### Text block
Hi there you guys,
just let me drop some thoughts out of a somehow electrical educated mind:
To get current flow, we need a circuit, including at least a source and a "user" of any kind.
Thats an easy case to measure, calculate and getting thoughts on, because there are easy rules for that.
If u have branched circuits, things are starting to get more difficult. its not any more that easy to tell how much voltage is on where and what current flows in what branch. But with some excercise, man would make it.
Really difficult is, when in a circuit (or even an branched circuit) there are 2 or more sources in use.
Ohh....its very easy when all of them are in a line......then we have just an addition of voltages and a factor of flow. Thats how battery use works.
But having sources parallel, it will get really wild.
U get undefineable flows of all directions (surely.....theoretical neutral wires will hold flows with every tolerance u have in your circuit). That can damage electronical parts.
For using or loading accus, its completely wrong. The accus will never reach a 100% load. Maybe, as long as u use good ones, it may work for some loads....to get...say 95%.
Later, when used and loaded for some times, the inner resistance (that is EVER dynamical, not static and NOT to be measured with a multimeter) will change and get different. It will tell what current flows, because the voltage is fixed. So the older the accus get, the more they will be charged differently.
U will have to use a balanced source, because when good accus get to be fully loaded, the current in the circuit goes down while voltage goes up and bad accus will be loaded with too much current, what will make them hot and probably damage them.
In use, paralleled accus or batterys wont give the performance they could. Getting them on duty will lead to different inner resistances what will cause a voltage drop. Bad accus will take current, while the good ones have to do the work AND give current to the bad ones.
Batterys are not for to be recharged, so that may be dangerous.

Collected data

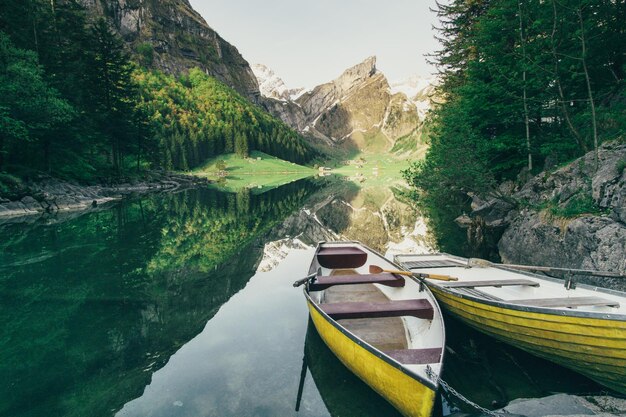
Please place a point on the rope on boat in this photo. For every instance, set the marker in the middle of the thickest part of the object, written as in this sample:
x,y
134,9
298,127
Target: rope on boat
x,y
431,374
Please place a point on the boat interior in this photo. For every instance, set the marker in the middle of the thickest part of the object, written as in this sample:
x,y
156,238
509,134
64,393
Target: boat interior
x,y
393,314
498,283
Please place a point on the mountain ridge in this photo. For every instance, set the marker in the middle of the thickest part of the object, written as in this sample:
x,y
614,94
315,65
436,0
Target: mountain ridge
x,y
360,109
169,35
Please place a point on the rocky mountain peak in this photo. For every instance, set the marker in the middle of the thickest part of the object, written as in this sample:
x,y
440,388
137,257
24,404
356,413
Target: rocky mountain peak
x,y
178,39
356,75
359,109
272,86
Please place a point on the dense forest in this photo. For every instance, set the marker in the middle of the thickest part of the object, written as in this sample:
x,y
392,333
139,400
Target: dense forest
x,y
74,102
526,85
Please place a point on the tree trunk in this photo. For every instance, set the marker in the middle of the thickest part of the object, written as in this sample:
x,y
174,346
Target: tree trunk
x,y
525,98
561,100
1,152
583,44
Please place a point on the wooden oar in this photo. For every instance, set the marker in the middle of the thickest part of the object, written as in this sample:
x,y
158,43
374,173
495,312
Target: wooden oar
x,y
305,279
482,262
375,269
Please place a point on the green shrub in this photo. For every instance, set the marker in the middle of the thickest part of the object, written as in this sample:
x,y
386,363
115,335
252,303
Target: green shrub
x,y
576,206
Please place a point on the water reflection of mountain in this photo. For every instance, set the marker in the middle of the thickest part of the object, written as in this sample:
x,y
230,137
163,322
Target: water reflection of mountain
x,y
91,307
343,210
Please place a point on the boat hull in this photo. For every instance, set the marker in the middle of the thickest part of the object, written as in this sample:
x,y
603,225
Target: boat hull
x,y
409,394
592,346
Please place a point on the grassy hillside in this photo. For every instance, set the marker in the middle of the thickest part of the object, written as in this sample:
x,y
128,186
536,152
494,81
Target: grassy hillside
x,y
259,172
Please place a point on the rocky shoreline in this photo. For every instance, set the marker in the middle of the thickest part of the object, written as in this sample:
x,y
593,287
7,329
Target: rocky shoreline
x,y
51,195
576,215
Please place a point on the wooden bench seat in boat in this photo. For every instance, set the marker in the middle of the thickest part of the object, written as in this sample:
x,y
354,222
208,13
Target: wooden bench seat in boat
x,y
324,282
341,257
490,283
419,308
570,302
415,356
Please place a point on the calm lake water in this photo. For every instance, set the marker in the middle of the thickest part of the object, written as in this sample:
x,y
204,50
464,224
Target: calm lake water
x,y
182,305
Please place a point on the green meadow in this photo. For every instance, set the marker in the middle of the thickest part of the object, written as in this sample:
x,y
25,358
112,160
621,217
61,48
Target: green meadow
x,y
258,172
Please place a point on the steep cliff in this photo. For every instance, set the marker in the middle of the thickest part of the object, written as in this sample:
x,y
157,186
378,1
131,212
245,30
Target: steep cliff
x,y
574,217
358,109
171,36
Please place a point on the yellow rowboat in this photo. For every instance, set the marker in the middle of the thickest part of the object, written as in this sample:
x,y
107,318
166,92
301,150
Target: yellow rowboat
x,y
577,326
386,328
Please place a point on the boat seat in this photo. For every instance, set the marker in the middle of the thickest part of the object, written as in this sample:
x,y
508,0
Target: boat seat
x,y
341,257
415,356
419,308
323,282
491,283
570,302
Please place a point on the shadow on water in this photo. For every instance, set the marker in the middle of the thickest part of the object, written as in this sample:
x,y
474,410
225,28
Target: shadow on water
x,y
343,393
91,307
491,373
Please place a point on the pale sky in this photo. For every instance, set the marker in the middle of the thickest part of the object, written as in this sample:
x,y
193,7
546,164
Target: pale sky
x,y
310,42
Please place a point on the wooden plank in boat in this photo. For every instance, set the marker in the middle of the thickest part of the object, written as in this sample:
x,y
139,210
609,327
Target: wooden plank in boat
x,y
386,333
420,308
341,257
415,356
569,302
324,282
490,283
433,263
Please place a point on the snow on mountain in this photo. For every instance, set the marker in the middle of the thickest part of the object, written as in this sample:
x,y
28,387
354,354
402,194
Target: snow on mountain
x,y
418,90
272,86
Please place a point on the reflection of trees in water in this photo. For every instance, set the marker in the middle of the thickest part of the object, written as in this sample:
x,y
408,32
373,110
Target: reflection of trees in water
x,y
206,227
372,215
92,307
343,393
492,373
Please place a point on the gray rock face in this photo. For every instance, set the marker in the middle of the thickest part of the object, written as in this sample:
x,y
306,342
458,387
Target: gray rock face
x,y
181,39
60,196
554,227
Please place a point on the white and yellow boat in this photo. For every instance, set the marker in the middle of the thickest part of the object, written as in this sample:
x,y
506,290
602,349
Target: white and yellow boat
x,y
385,327
577,326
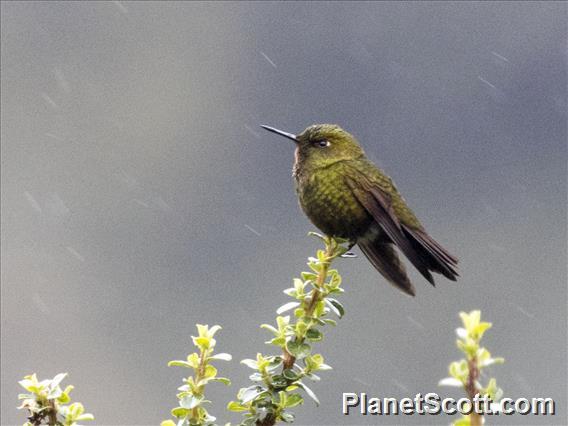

### Exercise instructions
1. In the post about batteries and circuits, what kind of source is needed to charge accus that are connected in parallel?
2. Carry on the post about batteries and circuits, picking up after its final sentence.

### Answers provided
1. A balanced source.

2.
Paralleld accus in use will get empty just by letting them together. It leads to permanent charge/dischargements amongst the cells, every flow with resistance and loss: What shall it be good for?
To have accus in a way to work, us them in a line (as it normally is).
They will be floated with just ONE current, that is a summary of all resitances of the cells. Different resistances lead to different voltages over different cells. That gives optimal charge to each cell. Damaged cells are "shut downs", what makes this case more safe: the complete voltage will NEVER be on a damaged cell, others can hold down the "short circuit" just by beeing a bit "overduty", while, in the other case of a breakdown, the whole circuit is broken and all cells are safe from beeing damaged.
Summary:
Parallel loading/operation only works while all cells are fit and nearly on the same techincal data. They will get empty while letting them together. Its a bit dangerous when a cell is damaged.
Noone will use it. When u need to have a bigger capacity, use cells with bigger capacity OR use a switch to use smaller cells one after the other (btw: THAT way u can charge them: with a mutliswitch, one after the other)
but NEVER use or charge accus or cells parallel.
There are chargers that SEEM to load the cells parallel, but they have electronical leveling on each charging-place so every cell is charged seperately. Dont get this mixed up.